Can you rewrite the rows from the start through the line containing "M 361 94 L 359", putting "gray cloud" in place of "white cloud" and leaving everything else unchanged?

▶ [Entries provided]:
····················

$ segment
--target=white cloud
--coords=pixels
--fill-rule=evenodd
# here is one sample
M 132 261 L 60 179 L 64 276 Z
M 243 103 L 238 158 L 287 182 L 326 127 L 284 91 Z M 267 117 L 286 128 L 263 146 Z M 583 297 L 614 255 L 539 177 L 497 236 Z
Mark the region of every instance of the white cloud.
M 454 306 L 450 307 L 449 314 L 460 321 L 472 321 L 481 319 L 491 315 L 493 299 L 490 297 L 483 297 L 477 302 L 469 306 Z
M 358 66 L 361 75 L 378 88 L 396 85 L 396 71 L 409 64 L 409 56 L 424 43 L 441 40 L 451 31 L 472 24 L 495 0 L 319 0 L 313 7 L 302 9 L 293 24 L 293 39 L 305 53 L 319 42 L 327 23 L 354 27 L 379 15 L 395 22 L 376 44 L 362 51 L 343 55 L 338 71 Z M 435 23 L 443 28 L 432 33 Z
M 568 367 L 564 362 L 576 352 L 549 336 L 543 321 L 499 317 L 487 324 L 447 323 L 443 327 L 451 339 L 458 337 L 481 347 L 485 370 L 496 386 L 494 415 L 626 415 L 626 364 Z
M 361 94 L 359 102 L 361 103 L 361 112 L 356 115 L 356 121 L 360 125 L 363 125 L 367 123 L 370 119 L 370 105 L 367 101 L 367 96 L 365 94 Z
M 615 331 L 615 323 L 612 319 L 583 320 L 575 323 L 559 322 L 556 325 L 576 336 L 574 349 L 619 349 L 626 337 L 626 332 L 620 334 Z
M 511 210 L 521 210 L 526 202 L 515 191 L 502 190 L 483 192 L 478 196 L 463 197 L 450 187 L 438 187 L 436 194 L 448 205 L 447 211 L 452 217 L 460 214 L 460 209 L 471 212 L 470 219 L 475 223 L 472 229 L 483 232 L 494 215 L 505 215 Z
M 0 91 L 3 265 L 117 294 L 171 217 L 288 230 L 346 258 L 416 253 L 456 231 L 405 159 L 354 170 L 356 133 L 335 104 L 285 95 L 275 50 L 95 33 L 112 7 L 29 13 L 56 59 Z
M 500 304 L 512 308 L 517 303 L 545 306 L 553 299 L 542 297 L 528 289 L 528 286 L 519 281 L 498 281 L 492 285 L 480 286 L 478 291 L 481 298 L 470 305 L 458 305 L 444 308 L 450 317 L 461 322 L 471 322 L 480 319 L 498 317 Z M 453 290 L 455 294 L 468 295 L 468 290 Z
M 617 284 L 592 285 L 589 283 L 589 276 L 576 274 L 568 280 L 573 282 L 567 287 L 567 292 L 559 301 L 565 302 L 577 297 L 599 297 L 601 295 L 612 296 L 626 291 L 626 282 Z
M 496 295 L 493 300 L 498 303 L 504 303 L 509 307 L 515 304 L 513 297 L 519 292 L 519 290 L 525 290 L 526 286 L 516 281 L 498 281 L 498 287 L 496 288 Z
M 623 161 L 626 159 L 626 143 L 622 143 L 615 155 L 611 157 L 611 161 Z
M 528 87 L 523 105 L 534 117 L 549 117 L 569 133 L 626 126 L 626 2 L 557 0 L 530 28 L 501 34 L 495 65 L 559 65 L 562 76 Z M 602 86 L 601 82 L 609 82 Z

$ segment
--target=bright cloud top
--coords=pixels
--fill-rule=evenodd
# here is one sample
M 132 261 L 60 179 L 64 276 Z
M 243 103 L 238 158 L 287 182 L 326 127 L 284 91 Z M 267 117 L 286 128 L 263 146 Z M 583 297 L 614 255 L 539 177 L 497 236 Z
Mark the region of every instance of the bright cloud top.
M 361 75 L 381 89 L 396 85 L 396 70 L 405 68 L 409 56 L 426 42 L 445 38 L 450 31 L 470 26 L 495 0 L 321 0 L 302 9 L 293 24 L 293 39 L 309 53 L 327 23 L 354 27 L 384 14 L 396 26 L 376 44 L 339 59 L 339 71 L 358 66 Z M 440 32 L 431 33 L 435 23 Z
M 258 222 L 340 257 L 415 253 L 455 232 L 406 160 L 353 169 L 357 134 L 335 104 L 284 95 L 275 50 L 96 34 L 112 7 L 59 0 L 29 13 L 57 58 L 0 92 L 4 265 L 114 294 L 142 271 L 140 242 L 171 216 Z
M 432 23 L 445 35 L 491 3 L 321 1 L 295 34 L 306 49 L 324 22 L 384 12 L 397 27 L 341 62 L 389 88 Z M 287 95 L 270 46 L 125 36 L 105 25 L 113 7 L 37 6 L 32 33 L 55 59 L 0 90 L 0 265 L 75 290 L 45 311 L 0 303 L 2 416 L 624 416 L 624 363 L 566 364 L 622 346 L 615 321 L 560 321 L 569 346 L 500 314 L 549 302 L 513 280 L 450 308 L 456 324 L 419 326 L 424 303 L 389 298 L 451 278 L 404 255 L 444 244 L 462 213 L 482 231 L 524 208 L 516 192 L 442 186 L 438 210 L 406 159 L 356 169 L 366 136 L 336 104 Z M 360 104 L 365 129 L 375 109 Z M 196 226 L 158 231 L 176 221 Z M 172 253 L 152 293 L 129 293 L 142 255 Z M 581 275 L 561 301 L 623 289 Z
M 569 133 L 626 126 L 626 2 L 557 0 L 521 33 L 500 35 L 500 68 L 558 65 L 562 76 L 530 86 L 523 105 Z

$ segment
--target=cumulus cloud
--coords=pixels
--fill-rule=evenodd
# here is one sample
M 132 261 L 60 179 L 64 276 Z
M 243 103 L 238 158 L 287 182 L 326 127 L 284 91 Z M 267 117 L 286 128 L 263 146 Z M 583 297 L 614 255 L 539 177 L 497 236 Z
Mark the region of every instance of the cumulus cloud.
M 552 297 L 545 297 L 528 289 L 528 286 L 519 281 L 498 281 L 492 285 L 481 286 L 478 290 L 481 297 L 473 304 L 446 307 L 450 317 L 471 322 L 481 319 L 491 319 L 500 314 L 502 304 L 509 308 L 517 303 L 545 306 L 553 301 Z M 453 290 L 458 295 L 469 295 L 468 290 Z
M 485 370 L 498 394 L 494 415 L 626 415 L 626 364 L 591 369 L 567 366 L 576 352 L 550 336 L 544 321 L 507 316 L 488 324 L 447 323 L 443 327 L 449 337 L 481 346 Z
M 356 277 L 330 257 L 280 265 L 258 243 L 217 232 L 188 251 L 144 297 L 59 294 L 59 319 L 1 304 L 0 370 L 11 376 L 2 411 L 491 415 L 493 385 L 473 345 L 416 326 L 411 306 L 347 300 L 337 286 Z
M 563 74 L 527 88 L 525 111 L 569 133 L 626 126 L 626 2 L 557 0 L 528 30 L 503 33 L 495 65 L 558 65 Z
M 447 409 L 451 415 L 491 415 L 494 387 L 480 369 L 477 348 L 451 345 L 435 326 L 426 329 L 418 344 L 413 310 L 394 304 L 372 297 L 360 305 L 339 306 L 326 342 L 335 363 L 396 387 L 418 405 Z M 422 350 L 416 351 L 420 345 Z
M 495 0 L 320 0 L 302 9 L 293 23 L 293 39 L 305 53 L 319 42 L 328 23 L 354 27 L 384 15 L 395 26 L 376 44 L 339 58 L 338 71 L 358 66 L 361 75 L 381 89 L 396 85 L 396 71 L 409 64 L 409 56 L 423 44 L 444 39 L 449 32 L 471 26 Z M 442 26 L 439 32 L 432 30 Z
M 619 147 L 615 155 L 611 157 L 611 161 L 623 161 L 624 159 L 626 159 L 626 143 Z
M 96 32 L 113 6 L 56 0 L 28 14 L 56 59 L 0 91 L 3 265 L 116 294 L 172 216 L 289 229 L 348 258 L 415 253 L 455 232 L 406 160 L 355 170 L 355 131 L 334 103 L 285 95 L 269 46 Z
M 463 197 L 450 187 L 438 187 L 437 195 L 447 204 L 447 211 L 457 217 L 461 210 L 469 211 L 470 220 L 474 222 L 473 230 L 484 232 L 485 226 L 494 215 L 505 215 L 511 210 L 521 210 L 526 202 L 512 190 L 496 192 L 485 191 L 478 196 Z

····················

▶ [Response for this exercise]:
$ segment
--target=gray cloud
--coords=pixels
--fill-rule=evenodd
# here is one sample
M 132 261 L 60 179 L 64 276 Z
M 243 103 L 238 158 L 287 182 L 326 127 L 284 91 Z M 267 117 L 286 128 L 263 146 Z M 583 297 L 614 255 L 539 177 L 497 236 Z
Mark the region of every instance of the gray cloud.
M 454 306 L 450 307 L 449 314 L 460 321 L 472 321 L 481 319 L 491 315 L 493 299 L 490 297 L 483 297 L 477 302 L 469 306 Z
M 358 66 L 361 75 L 378 88 L 396 85 L 396 71 L 409 64 L 409 56 L 424 43 L 441 40 L 451 31 L 472 24 L 495 0 L 319 0 L 313 7 L 302 9 L 293 24 L 293 39 L 305 53 L 319 42 L 327 23 L 354 27 L 379 15 L 395 22 L 376 44 L 362 51 L 343 55 L 338 71 Z M 435 23 L 443 28 L 432 33 Z
M 568 367 L 564 362 L 576 352 L 549 336 L 543 321 L 499 317 L 487 324 L 447 323 L 443 327 L 451 339 L 458 337 L 481 347 L 485 370 L 496 386 L 494 415 L 626 415 L 626 364 Z
M 361 94 L 359 102 L 361 103 L 361 112 L 356 115 L 356 121 L 360 125 L 363 125 L 367 123 L 370 119 L 370 105 L 367 101 L 367 96 L 365 94 Z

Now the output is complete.